ENTRIES PROVIDED =>
---+---
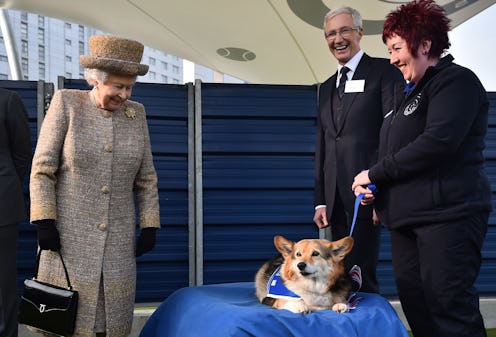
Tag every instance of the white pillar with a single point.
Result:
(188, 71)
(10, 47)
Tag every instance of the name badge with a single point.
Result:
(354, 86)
---+---
EXERCISE BRIEF => Transcribe all of the material above line for line, keeping every point, and omit the pictures.

IN RESPONSE =>
Tag every instance of the white pillar with a single point.
Result:
(188, 71)
(10, 47)
Tag every instance of the name badge with a single point.
Result:
(354, 86)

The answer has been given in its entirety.